Aim of the exercise: Reproduce verbatim the lines of the material below, starting at the line with "Target: person in wetsuit" and ending at the line with "Target: man in white shirt", both inclusive; skip the rest.

Records provided:

--- START ---

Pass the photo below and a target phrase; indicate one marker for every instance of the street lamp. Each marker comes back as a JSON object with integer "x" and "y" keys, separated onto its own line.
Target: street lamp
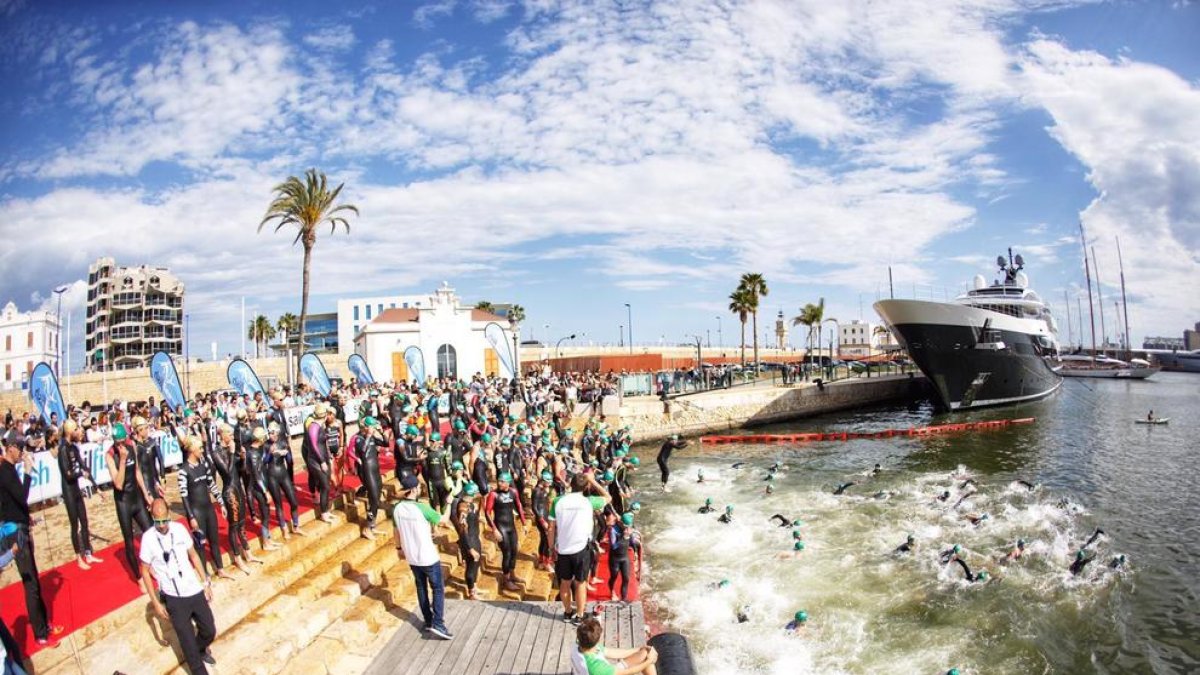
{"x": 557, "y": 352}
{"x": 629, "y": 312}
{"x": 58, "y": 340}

--- END ---
--- START ---

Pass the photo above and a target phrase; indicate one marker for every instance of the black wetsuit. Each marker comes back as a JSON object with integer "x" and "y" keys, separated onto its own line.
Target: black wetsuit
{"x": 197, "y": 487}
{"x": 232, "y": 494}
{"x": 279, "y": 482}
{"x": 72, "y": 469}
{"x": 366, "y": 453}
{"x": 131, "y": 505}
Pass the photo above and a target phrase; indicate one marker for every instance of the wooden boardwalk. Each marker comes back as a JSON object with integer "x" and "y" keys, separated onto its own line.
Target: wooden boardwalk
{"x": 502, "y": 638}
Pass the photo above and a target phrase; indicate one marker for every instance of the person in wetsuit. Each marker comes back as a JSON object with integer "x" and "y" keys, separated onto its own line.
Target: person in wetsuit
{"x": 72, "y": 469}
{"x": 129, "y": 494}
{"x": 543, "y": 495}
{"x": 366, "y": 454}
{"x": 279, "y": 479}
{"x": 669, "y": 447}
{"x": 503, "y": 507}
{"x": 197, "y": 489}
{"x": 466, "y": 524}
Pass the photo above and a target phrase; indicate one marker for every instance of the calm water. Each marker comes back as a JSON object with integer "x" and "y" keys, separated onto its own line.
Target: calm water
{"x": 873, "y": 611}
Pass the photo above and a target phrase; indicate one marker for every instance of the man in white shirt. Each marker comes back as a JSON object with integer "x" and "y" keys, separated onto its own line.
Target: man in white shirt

--- END ---
--- START ---

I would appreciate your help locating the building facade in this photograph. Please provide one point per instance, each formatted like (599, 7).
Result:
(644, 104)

--- END ---

Solution below:
Target: person in wetsuit
{"x": 72, "y": 469}
{"x": 129, "y": 494}
{"x": 543, "y": 495}
{"x": 366, "y": 454}
{"x": 279, "y": 479}
{"x": 669, "y": 447}
{"x": 503, "y": 507}
{"x": 197, "y": 489}
{"x": 466, "y": 524}
Pass the photo above and a target phrase; indicate one marker for every instance of the calm water. Each marker comes back as a JSON object with integer "x" and "y" keys, separated onto its own line.
Target: calm water
{"x": 873, "y": 611}
Pass the photo above and a target phrase; indicate one marker for every instance of the man in white shirt. Each marker comes back as a JSON object with integer "x" and "y" keys, separated onto its own line.
Target: man in white shirt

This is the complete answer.